▸ **Work to be completed**:
Write out the whole listing again, exactly as given.

(Coordinate annotation records)
════════════════
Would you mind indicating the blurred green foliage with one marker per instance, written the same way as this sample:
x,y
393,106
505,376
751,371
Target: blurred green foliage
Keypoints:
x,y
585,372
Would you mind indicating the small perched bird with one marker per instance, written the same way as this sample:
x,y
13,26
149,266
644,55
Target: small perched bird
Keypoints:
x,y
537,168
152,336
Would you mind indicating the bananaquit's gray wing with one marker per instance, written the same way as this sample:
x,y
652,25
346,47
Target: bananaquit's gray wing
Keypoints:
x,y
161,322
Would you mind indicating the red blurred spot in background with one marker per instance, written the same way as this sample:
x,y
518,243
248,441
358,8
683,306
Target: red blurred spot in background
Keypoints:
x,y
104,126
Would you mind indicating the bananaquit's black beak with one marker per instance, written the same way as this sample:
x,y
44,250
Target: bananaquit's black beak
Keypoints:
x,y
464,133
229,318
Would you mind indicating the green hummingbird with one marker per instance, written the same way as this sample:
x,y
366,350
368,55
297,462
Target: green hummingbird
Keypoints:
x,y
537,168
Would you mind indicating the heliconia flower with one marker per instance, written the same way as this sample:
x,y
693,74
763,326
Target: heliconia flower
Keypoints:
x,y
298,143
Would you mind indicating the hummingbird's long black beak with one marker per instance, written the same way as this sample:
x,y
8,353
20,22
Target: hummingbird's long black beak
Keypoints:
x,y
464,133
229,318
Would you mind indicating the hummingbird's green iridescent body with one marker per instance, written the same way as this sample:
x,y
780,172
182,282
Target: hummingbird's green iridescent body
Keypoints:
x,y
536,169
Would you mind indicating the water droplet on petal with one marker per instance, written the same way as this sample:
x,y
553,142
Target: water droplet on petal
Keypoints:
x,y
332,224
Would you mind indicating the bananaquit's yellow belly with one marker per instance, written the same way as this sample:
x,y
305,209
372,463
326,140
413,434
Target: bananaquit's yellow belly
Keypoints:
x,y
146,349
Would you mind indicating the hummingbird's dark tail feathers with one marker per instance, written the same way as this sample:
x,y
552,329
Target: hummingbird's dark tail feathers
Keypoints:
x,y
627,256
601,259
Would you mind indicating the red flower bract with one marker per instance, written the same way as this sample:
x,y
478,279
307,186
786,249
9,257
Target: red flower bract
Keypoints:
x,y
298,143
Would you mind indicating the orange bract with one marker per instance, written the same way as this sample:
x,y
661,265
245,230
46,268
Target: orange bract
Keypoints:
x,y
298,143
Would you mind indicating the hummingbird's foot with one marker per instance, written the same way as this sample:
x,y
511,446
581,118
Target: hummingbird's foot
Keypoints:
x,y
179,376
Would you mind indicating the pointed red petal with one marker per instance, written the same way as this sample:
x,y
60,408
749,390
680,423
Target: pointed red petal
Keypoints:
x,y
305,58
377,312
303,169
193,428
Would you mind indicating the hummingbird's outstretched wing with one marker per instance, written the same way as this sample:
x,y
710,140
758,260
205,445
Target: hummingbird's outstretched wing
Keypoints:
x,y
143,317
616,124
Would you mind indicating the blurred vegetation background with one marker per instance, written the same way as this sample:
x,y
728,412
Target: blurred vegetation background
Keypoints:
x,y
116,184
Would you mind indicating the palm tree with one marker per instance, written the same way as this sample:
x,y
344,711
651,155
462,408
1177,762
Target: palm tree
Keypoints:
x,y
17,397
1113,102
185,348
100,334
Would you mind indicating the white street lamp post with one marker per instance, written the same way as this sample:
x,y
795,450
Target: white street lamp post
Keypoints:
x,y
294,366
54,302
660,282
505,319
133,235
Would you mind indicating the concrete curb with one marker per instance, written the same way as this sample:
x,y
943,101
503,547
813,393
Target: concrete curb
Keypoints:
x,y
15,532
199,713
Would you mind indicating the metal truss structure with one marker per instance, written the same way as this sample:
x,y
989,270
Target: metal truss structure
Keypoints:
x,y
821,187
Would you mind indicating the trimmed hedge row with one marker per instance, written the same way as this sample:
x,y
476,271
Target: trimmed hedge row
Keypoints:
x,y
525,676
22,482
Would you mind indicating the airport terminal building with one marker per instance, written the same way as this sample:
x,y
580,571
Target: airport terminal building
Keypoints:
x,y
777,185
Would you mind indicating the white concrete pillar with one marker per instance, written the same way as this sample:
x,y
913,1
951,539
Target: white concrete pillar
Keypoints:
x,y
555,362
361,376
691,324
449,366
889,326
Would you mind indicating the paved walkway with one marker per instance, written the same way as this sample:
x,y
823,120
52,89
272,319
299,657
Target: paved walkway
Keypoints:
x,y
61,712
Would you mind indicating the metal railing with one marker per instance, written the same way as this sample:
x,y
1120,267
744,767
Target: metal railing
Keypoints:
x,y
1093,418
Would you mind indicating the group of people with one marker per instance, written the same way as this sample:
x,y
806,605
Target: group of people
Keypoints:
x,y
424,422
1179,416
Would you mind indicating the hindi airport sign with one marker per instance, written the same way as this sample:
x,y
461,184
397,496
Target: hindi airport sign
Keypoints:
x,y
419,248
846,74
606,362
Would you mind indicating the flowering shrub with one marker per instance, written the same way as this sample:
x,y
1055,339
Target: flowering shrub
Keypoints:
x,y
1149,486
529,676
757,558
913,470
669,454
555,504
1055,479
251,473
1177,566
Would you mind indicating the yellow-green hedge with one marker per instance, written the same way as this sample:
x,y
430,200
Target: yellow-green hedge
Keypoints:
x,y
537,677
════════════════
▸ **Written response**:
Would you mind indicating the blurred green foliage with one marker per instance, written the same way as this sample:
x,y
393,106
505,376
751,371
Target: blurred green foliage
Keypoints:
x,y
585,372
Would you mind indicating the small perched bird with one marker per instance, written the same way as this sample:
x,y
13,26
149,266
644,55
Target: small perched bird
Keypoints:
x,y
537,168
152,336
Would you mind indicating the bananaquit's gray wing with one marker per instance, written the same way as this sample:
x,y
652,25
346,47
Target: bananaquit's gray wing
Keypoints:
x,y
161,322
Would you mind indicating the red blurred spot in background with one marker per instance, written the same way as this sample:
x,y
518,243
248,441
358,8
683,306
Target: red blurred spot in background
Keypoints:
x,y
104,126
Would you mind indicating the bananaquit's black beak with one marker per instance, written the same way as this sample:
x,y
44,250
Target: bananaquit's black beak
Keypoints:
x,y
464,133
229,318
Would you mind indicating the green hummingbird with one marker per instance, written the same way as this sample:
x,y
366,350
368,55
297,462
Target: green hummingbird
Keypoints:
x,y
537,168
Would you mind indicating the heliconia flower with one marker per instance, written the same way as this sample:
x,y
693,74
763,326
Target: heliconia flower
Keypoints:
x,y
298,143
Would you mind indicating the hummingbird's long black beak with one marker per instance, written the same way as this sample:
x,y
8,353
20,22
Target: hummingbird's long black beak
Keypoints:
x,y
464,133
229,318
Would you mind indicating the hummingbird's green iridescent body with one marker per instance, written the same way as this sample:
x,y
780,172
182,282
Target: hummingbird's green iridescent body
Keypoints:
x,y
536,169
Would you mind indicating the water droplet on petal with one marker per instance, written the same way as this sample:
x,y
553,142
Target: water droplet on petal
Keypoints:
x,y
332,224
Would you mind indicating the bananaquit's yellow belly with one marker per instance, written the same way as this sample:
x,y
305,209
372,463
326,140
413,434
Target: bananaquit's yellow belly
Keypoints:
x,y
146,349
Would you mind indicating the hummingbird's dark tail feathers with one marker per instance, written the same way as this sample:
x,y
552,329
Target: hummingbird's dark tail feathers
Keypoints:
x,y
627,256
601,259
Would you mind indicating the red flower bract with one marker per instance, written the same way as this sample:
x,y
478,279
307,186
786,249
9,257
Target: red flower bract
Keypoints:
x,y
298,143
Would you mind indicating the orange bract with one marker per instance, written the same way as this sample:
x,y
661,265
245,230
46,268
Target: orange bract
Keypoints:
x,y
298,143
Would you mind indicating the hummingbird's foot with one marker per instance, written the same way as this sample:
x,y
511,446
581,118
Target: hummingbird's foot
Keypoints:
x,y
179,376
Would you mind indicating the pointed red petal with one marker per instance, written the same way as this sample:
x,y
60,408
749,390
680,423
Target: pointed red petal
Keypoints:
x,y
305,58
377,312
303,169
193,428
Would you mind indicating the hummingbird's outstretched wing with one marker per instance, written the same way as this sample:
x,y
710,140
758,260
205,445
Target: hummingbird's outstretched wing
Keypoints:
x,y
143,317
616,124
Would you mind indicating the blurred vegetation background with one marker per instance, written the same way as this sample:
x,y
728,412
Target: blurred vegetation background
Keypoints:
x,y
116,184
Would you mind indicating the palm tree with one marker per instance, written the same way as this sample:
x,y
344,711
651,155
462,408
1177,762
Target: palm tree
Keypoints:
x,y
17,397
1113,102
185,348
100,334
Would you mind indicating the white street lamp post with one marker per instance, written the same way as this sample:
x,y
795,450
Target: white street lamp post
Keypoints:
x,y
294,366
54,302
660,282
505,319
133,235
Would you mind indicating the concrete curb with one marker per instance, written the same way as this sample:
x,y
943,101
503,547
813,393
Target: concrete curb
Keypoints:
x,y
15,532
199,713
Would you mind indicating the metal truss structure with one marker per instance, written the same way as this sample:
x,y
989,270
Target: metal truss structure
Keypoints:
x,y
821,187
Would you mind indicating the trimmed hedge row with one marker per instance, written the same way as this sample:
x,y
476,271
Target: trimmed hedge row
Keypoints:
x,y
525,676
22,482
Would you mind indicating the airport terminal building with one marker per instance, written the same way as this sample:
x,y
580,571
Target: airport terminal building
Keypoints:
x,y
777,185
Would you mind indicating the white concrete pillar with one marker per instance, written the same way as this sample:
x,y
913,1
951,539
Target: white concrete pillar
Keypoints:
x,y
555,362
361,376
691,324
449,366
889,326
Would you mind indicating the paved walkway with one marker per instance, written the same way as this sample:
x,y
823,120
52,89
272,319
299,657
Target: paved walkway
Keypoints:
x,y
61,712
Would you mind indicating the metal railing with one marker per instance, written the same way as this sample:
x,y
1120,267
744,767
Target: metal railing
Keypoints:
x,y
1093,418
Would you mind indicating the group of people with one marker per instance, written the same way as this sample:
x,y
806,605
Target: group of people
Keypoints:
x,y
424,422
1179,416
Would you mind indicating the hindi airport sign with one marker per instance, written the same way as this sample:
x,y
461,184
397,496
Target: hindi airport sign
Keypoints:
x,y
419,248
846,74
606,362
Would you mind indicating the flowering shrub with one marker per instance, written the same way as this sample:
x,y
1055,339
Target: flowering shrub
Keypoints:
x,y
1149,486
529,676
757,558
913,470
669,454
555,504
1055,479
251,473
1177,566
Would you mind indicating the yellow-green hedge with one marker per instance, written the same way as this sample:
x,y
430,200
Target: yellow-green hedge
Keypoints:
x,y
537,677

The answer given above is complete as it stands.